- _YOUR TASK_: Rewrite the listing below, changing "decorative medallion" to "ornamental rosette" wherever it occurs and keeping everything else the same.

- _ENTRIES SUPPLIED_:
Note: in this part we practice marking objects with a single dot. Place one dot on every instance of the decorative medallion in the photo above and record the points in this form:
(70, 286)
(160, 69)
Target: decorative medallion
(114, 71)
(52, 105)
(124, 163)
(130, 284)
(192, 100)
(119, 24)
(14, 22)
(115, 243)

- _SOLUTION FOR THIS PROBLEM_:
Note: in this part we practice marking objects with a single dot. Place one dot on every instance of the ornamental rosette in the photo above and record the points in this form:
(70, 286)
(160, 69)
Target: ornamental rosette
(114, 71)
(52, 105)
(124, 163)
(130, 284)
(192, 100)
(119, 24)
(14, 22)
(115, 243)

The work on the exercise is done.